_Short task_: Reproduce everything from the line containing "Objective — one dot on each instance of the white dome" down to the end of the entries, both ends included, with request lines unchanged. Multiply each coordinate in the answer points by 0.9 and round to whole numbers, halves up.

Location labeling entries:
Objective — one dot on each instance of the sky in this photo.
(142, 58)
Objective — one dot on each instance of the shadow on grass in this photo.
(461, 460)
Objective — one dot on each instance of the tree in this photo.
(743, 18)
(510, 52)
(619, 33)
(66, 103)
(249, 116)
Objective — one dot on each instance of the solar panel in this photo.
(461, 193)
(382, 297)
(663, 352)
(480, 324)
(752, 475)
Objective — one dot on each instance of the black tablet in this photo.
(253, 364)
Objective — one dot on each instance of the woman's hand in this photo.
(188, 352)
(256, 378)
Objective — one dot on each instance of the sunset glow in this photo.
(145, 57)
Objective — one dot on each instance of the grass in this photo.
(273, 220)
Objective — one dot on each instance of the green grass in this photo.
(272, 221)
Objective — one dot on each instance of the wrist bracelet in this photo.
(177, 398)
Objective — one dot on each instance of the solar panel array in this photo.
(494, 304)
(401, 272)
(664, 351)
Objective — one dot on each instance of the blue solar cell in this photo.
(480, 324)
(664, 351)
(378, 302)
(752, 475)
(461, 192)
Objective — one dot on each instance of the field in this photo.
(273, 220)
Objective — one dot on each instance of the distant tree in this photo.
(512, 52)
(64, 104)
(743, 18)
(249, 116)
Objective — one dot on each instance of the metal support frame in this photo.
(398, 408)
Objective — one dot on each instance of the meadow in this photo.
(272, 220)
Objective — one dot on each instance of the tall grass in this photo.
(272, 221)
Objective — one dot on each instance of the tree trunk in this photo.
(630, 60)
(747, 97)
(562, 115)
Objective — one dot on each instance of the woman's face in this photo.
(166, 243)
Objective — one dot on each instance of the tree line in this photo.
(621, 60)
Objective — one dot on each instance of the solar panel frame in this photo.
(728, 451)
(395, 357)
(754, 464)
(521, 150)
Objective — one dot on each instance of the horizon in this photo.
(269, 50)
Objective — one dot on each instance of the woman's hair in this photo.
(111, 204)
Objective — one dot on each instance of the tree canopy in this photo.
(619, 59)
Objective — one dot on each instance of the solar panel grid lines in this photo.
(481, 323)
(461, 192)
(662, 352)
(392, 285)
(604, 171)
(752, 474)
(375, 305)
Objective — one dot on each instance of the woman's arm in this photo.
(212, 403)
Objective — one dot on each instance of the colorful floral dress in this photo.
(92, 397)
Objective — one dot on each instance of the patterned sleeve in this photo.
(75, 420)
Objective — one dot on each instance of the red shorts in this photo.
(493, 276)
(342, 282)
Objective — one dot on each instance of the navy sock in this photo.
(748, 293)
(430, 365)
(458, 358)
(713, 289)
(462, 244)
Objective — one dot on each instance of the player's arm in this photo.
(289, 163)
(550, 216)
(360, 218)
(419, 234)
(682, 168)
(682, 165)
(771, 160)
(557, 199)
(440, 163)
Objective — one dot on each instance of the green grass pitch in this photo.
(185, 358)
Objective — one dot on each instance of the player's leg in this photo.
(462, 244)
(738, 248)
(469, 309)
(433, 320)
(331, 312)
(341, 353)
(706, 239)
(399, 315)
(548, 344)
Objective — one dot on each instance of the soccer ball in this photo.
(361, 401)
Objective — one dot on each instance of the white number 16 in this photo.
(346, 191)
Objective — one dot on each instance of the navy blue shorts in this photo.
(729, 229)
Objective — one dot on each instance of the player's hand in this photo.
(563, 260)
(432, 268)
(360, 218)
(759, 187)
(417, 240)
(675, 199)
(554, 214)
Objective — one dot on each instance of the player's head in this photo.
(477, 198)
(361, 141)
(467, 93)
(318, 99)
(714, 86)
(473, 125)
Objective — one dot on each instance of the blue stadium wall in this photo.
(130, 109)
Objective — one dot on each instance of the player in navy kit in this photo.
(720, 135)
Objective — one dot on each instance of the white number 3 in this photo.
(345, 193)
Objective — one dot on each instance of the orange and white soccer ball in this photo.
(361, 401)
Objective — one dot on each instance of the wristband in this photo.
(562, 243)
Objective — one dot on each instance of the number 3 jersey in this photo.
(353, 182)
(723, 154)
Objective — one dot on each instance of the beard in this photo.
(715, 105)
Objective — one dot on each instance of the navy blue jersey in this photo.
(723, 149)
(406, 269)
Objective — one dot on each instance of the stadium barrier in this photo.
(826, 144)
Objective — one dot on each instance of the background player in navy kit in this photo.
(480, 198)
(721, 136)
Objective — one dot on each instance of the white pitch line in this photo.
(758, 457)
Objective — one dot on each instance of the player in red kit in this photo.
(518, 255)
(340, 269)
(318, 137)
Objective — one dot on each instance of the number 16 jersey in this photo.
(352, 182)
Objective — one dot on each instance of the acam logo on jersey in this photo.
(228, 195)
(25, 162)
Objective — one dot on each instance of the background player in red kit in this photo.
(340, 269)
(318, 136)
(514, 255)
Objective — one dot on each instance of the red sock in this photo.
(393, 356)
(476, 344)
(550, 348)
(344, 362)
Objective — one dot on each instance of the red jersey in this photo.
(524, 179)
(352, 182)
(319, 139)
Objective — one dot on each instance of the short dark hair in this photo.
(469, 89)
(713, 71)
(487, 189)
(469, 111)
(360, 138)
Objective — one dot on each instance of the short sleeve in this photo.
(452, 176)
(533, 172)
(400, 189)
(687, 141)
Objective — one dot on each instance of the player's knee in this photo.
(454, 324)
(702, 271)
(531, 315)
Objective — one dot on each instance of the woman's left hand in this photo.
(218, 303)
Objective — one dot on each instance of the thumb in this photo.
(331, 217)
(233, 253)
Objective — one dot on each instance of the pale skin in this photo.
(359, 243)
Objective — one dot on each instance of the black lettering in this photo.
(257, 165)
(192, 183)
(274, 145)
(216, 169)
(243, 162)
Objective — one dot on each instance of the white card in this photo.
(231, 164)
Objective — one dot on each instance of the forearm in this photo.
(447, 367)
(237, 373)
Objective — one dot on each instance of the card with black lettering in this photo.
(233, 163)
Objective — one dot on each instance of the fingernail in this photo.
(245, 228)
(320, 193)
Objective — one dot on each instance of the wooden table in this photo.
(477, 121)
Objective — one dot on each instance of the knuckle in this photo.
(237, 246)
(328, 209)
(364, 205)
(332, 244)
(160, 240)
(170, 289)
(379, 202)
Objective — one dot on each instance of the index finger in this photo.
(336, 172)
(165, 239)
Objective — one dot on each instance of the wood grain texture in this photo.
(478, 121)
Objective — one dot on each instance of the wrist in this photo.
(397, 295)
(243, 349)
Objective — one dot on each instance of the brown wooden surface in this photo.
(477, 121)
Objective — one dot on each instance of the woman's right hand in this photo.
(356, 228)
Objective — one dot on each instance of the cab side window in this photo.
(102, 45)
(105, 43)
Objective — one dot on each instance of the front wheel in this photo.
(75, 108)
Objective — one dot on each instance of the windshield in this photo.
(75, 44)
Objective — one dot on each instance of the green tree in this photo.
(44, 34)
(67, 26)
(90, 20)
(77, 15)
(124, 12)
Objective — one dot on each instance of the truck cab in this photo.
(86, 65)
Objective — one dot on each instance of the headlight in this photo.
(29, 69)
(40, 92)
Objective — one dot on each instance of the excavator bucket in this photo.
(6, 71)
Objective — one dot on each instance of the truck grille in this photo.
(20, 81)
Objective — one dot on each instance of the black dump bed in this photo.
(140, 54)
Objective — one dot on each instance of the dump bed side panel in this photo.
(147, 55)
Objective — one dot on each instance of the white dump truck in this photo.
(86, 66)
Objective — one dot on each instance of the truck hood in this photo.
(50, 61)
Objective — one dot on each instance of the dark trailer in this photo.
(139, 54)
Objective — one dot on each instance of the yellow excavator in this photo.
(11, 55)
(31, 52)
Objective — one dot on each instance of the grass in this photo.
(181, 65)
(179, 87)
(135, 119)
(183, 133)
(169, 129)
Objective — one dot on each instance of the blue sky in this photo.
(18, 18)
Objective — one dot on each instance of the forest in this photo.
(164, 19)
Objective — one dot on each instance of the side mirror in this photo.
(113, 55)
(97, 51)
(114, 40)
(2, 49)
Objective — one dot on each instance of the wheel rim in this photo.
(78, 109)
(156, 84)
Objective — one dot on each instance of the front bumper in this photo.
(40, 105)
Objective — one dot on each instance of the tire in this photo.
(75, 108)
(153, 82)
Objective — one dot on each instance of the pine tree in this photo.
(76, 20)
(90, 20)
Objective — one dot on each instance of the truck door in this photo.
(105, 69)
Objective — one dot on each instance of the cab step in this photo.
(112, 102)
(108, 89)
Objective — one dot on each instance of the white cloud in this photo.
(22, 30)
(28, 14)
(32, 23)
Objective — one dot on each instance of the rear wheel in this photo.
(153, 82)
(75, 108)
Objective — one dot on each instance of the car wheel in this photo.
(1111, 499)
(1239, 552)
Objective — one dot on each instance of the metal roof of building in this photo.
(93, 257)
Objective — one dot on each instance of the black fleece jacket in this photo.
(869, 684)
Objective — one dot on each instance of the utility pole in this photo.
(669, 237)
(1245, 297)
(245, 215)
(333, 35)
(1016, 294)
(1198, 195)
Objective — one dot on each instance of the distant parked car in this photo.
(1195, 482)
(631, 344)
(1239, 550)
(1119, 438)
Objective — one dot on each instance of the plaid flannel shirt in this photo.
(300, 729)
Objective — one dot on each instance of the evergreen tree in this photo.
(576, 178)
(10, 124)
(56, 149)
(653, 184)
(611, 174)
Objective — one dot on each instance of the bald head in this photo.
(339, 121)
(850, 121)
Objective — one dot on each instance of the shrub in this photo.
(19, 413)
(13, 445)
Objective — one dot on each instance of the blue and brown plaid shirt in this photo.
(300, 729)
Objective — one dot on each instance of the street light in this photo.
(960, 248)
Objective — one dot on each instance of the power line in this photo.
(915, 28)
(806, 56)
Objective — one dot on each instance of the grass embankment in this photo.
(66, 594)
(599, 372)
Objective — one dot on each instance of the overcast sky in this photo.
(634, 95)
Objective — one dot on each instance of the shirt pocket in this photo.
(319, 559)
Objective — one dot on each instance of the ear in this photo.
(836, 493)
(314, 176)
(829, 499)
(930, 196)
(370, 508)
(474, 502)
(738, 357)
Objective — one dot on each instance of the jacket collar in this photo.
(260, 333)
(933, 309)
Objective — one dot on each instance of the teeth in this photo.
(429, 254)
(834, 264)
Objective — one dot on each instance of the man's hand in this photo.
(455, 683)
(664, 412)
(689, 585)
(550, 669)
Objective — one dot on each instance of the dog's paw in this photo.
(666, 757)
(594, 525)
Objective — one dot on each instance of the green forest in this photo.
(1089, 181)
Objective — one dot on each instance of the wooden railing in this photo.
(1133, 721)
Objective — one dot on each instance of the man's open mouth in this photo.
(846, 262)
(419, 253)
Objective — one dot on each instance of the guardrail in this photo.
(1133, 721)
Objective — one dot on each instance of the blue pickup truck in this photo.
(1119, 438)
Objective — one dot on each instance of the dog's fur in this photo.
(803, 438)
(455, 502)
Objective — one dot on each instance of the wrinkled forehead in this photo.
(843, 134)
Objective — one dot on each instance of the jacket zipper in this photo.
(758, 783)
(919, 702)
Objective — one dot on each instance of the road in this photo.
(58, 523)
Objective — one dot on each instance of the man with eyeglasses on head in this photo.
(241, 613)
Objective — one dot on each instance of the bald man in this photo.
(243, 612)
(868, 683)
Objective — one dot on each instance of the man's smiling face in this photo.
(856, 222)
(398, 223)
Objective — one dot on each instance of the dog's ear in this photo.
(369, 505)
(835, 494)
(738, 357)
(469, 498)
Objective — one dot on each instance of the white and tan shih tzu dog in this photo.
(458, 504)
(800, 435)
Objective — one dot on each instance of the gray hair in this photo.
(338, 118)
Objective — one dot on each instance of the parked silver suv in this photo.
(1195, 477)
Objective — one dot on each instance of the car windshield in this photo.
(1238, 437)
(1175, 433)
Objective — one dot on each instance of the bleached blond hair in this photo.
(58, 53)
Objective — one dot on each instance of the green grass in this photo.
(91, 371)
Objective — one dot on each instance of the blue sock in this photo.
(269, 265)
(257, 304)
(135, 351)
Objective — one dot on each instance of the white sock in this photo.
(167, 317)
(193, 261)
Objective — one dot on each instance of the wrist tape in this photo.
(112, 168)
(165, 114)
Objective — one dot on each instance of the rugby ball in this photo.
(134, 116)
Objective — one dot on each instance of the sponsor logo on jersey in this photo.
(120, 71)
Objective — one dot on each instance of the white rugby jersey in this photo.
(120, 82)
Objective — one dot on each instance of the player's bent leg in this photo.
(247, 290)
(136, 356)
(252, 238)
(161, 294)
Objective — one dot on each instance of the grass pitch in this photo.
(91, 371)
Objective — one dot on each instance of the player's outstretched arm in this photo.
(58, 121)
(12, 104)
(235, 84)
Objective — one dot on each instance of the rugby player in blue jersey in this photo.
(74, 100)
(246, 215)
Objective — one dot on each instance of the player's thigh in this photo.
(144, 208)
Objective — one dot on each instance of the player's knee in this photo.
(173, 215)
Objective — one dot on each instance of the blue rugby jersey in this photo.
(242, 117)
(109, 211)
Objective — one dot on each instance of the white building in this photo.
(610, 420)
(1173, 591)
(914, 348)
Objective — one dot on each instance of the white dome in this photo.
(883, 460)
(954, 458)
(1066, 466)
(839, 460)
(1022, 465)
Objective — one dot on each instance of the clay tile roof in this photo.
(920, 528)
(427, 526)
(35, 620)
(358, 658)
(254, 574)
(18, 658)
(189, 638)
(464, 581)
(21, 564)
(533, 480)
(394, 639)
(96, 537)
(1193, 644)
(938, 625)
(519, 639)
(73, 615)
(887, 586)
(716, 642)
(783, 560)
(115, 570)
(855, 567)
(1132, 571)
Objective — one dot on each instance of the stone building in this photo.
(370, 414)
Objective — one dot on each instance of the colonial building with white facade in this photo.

_Response for this exercise_:
Objective — one dot on each instance of the white dome in this photo.
(795, 414)
(859, 412)
(959, 419)
(755, 414)
(920, 419)
Objective — one dot on each instance of the clay tile roof in this photo.
(828, 475)
(384, 473)
(32, 558)
(322, 592)
(229, 517)
(16, 592)
(170, 574)
(418, 523)
(19, 508)
(480, 432)
(355, 575)
(86, 483)
(1074, 580)
(844, 563)
(467, 575)
(66, 554)
(798, 527)
(644, 578)
(705, 504)
(104, 513)
(770, 510)
(1019, 514)
Objective — one dot on each instance of the stone building in this photo.
(333, 373)
Objective — one dot on each instance of the colonial building with white facade in this photo.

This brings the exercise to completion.